REQUIRED ACTION A: Using the space station game post, explain why the base itself must feel alive and interesting.
REQUIRED ACTION B: Please write what comes next in the space station game post, following on from its final sentence.

One of the differences between open-world construction games such as Minecraft and closed-world construction games such as Bridge Builder is the world. In an open-world game your actions are within a larger, more complex world. The challenge is not simply to construct something to a specific target objective, but to exist within the larger world.
The texture and "beat" of the world obviously matters a great deal. In most such games, days and nights come with regularity, and your constructions are often oriented around that cycle. Of course, then you delve into the dark caves and it's always night...
So when I began to build my little space station game, the texture and beat of the world became something of a concern to me.
See, unlike something like Minecraft, my game takes place almost entirely indoors. There are things which happen outside - mining, scanning the planet, hacking a genome, perhaps some kind of defense grid thing... these are equal parts exploration and action, and they should be fun. But they exist to support the base. The base itself has to feel alive and interesting.
One key to this is NPCs: NPCs facilitate your outside operations. So you bring in miners and researchers and pilots and so on. Half the time they are away working, and half the time your base is full of them. When they are at home, your base is lively, full of chunky little space explorers having fun on their day off. When they are away, your base is cavernously empty, a good time to build or to manage their work duties by directing their activities (outside base operations).
This gives your base a heartbeat. If I can, I'll create some kind of eerie or super-mellow ambient noise for the quiet times and have the activities of the base NPCs actually produce melodic sounds during the busy times.

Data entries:
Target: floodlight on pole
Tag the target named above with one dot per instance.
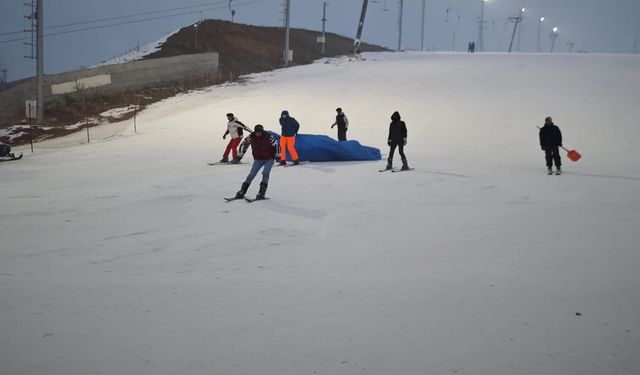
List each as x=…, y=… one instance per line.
x=400, y=27
x=481, y=26
x=539, y=32
x=286, y=32
x=553, y=35
x=516, y=19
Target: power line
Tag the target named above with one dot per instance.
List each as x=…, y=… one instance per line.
x=128, y=22
x=99, y=20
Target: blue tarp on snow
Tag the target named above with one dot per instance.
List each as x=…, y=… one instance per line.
x=311, y=147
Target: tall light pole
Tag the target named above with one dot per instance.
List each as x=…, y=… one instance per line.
x=516, y=19
x=400, y=27
x=481, y=27
x=363, y=13
x=553, y=35
x=286, y=32
x=424, y=9
x=324, y=20
x=539, y=31
x=40, y=64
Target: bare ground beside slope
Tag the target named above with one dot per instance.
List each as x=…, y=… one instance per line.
x=243, y=49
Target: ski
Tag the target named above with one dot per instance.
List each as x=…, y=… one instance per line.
x=220, y=163
x=293, y=165
x=231, y=199
x=256, y=199
x=402, y=170
x=12, y=158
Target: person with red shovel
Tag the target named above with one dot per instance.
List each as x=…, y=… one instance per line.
x=550, y=141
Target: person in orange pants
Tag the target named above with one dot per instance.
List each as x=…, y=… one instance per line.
x=290, y=129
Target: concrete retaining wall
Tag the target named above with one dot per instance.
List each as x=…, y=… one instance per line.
x=112, y=79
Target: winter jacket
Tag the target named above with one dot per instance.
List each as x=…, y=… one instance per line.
x=234, y=128
x=550, y=136
x=264, y=147
x=289, y=125
x=397, y=129
x=342, y=121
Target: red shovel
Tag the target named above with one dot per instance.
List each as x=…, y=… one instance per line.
x=572, y=154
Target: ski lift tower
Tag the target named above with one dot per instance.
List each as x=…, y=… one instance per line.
x=516, y=19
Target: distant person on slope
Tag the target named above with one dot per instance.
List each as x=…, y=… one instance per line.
x=343, y=124
x=265, y=150
x=550, y=140
x=397, y=138
x=290, y=129
x=234, y=129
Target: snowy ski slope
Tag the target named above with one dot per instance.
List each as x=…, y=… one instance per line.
x=122, y=257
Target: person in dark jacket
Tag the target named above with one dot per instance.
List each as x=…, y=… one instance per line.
x=290, y=129
x=265, y=150
x=397, y=138
x=343, y=124
x=550, y=140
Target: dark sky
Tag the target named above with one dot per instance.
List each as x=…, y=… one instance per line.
x=593, y=25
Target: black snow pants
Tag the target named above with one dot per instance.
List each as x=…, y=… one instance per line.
x=392, y=150
x=552, y=154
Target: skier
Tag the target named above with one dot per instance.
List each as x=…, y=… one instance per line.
x=234, y=129
x=265, y=150
x=288, y=138
x=397, y=138
x=5, y=150
x=343, y=124
x=550, y=140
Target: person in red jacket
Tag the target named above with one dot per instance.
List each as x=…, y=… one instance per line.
x=265, y=150
x=234, y=129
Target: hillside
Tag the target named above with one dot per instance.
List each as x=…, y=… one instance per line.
x=243, y=49
x=249, y=49
x=122, y=257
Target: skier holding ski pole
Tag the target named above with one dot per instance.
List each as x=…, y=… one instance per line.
x=290, y=129
x=234, y=129
x=397, y=138
x=343, y=124
x=265, y=150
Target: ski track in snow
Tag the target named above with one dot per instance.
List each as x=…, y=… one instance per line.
x=122, y=257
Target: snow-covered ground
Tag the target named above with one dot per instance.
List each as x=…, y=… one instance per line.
x=121, y=257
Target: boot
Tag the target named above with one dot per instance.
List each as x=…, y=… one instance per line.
x=262, y=191
x=243, y=190
x=389, y=164
x=405, y=166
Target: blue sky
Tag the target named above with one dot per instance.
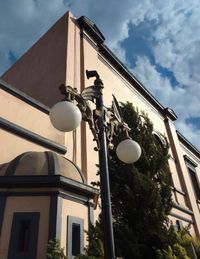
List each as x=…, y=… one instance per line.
x=159, y=41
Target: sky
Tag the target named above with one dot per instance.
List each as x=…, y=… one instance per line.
x=159, y=42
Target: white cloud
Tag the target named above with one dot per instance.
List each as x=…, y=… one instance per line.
x=175, y=41
x=22, y=23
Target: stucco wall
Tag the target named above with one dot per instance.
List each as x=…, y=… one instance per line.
x=26, y=204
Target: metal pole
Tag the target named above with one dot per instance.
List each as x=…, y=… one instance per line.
x=109, y=247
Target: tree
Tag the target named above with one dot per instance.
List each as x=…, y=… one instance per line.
x=141, y=197
x=54, y=251
x=140, y=193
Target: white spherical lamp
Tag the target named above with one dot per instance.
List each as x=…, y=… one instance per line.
x=128, y=151
x=65, y=116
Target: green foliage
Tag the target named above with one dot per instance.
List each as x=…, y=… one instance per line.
x=54, y=251
x=175, y=252
x=140, y=193
x=141, y=200
x=94, y=250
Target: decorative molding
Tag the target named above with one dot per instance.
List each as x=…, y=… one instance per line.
x=31, y=136
x=24, y=97
x=181, y=217
x=58, y=181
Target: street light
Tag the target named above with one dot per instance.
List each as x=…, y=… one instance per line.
x=104, y=125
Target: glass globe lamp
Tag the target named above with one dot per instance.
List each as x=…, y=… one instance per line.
x=128, y=151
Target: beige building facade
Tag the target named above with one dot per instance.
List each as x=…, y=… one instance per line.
x=45, y=174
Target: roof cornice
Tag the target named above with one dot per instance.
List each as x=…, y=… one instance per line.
x=92, y=30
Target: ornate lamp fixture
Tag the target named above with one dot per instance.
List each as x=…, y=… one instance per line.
x=104, y=125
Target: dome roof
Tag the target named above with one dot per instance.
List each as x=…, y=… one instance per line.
x=42, y=163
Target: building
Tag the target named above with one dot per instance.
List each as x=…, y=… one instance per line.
x=51, y=195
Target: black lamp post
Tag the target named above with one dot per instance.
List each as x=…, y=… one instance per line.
x=104, y=123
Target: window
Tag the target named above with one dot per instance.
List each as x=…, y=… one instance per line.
x=195, y=183
x=193, y=176
x=24, y=235
x=178, y=226
x=75, y=233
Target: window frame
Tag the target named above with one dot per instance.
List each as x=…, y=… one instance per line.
x=78, y=222
x=18, y=219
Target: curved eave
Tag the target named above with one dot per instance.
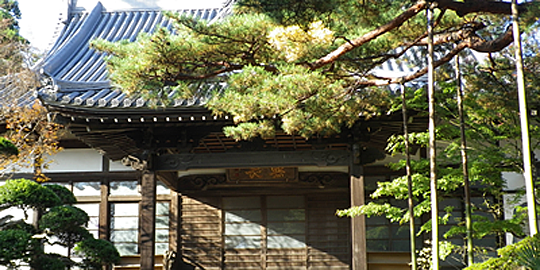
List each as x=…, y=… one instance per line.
x=181, y=115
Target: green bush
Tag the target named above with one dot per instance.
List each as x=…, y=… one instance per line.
x=7, y=147
x=510, y=257
x=65, y=195
x=16, y=245
x=96, y=253
x=26, y=194
x=50, y=262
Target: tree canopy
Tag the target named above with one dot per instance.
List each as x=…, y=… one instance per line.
x=305, y=67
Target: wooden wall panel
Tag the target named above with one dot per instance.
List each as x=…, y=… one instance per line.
x=201, y=239
x=328, y=236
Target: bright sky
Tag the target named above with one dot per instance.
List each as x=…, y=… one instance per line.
x=39, y=20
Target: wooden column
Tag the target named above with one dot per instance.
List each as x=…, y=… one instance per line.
x=175, y=223
x=175, y=213
x=147, y=219
x=104, y=208
x=358, y=224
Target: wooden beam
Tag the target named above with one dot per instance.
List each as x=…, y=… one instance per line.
x=182, y=162
x=147, y=220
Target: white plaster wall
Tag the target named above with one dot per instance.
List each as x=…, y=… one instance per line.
x=75, y=160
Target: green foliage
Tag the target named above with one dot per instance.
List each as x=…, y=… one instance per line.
x=50, y=262
x=9, y=14
x=26, y=194
x=66, y=223
x=7, y=147
x=16, y=245
x=513, y=257
x=21, y=243
x=65, y=195
x=96, y=253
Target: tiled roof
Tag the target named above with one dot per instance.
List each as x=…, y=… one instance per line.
x=14, y=93
x=77, y=74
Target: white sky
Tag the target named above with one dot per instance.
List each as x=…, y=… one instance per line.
x=39, y=20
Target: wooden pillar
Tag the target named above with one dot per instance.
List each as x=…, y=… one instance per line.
x=358, y=224
x=175, y=224
x=104, y=207
x=147, y=219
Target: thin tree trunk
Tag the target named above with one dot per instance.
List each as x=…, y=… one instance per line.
x=412, y=231
x=465, y=166
x=525, y=140
x=432, y=147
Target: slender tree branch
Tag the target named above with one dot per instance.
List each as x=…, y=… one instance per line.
x=352, y=44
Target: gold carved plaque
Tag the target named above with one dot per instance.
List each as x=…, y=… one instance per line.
x=285, y=174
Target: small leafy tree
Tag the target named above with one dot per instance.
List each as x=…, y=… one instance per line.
x=525, y=253
x=60, y=223
x=7, y=147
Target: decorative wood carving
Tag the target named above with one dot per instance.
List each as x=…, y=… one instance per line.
x=279, y=174
x=262, y=177
x=200, y=182
x=182, y=162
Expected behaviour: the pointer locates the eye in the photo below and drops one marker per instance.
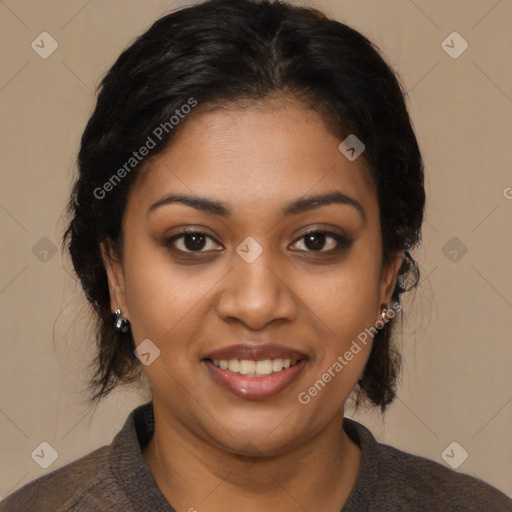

WRITTEN RESPONSE A: Unlike Minecraft, the game takes place almost entirely indoors. The outside activities (mining, scanning the planet, hacking a genome, perhaps a defense grid) are meant to be fun, but they exist to support the base. The base is therefore the center of the game and has to hold the player's interest.

WRITTEN RESPONSE B:
This heartbeat is different from the day/night cycle. I've decided that workers are away for one day/night cycle, back for another. The day/night cycle affects a lot of other things - solar power, if you have any. Visibility (no natural light). Native life activity.
This means your base actually has a four-beat heart. Quiet day, quiet night, busy day, busy night, quiet day...
Another big aspect to a world that feels alive is being able to reach out and discover things. Explore and discover!
Well, you're stuck in a base. But that's on purpose: I think coupling your base to your ability to explore hampers your ability to explore. How often have you built a base in Minecraft and then realized you'll never really explore very far from home? The other dimensions (nether, most commonly) are simply a patch to make it so that you can open up new things to explore near your house as you develop your house.
My design assumes you'll want to explore the planet, but that you'll also want to keep your cool base. So you do it by proxy.
For example, you'll launch satellites almost immediately after you build your base. These satellites are able to scan the planet's surface for various things. You can control them via a control panel, which whooshes you away from your base and into a satellite explore view. NPCs are similarly controllable while they're away on their jobs, so you can explore from the perspective of a miner, meteorological terraformer, genetic evolution mapper, biome manager, farmer, factory manager, etc.
Basically, every kind of exploration/job is two fundamental kinds of interaction, with the joy and complexity coming from how they collide. Since they are two fundamental kinds, other jobs often share one of those two kinds, and therefore two people working different jobs may end up in the same "space" but with a different interpretation and interest.
For example, miners explore into the depths of the planet in a simple 2D tile map. That subterranean map is one basic kind of interaction, allowing the miner to find and mine various deposits while keeping a watchful eye on disasters-in-waiting such as caves, aquifers, and lava flows. The miners' other interaction is a load-optimizing system as they mine specific things.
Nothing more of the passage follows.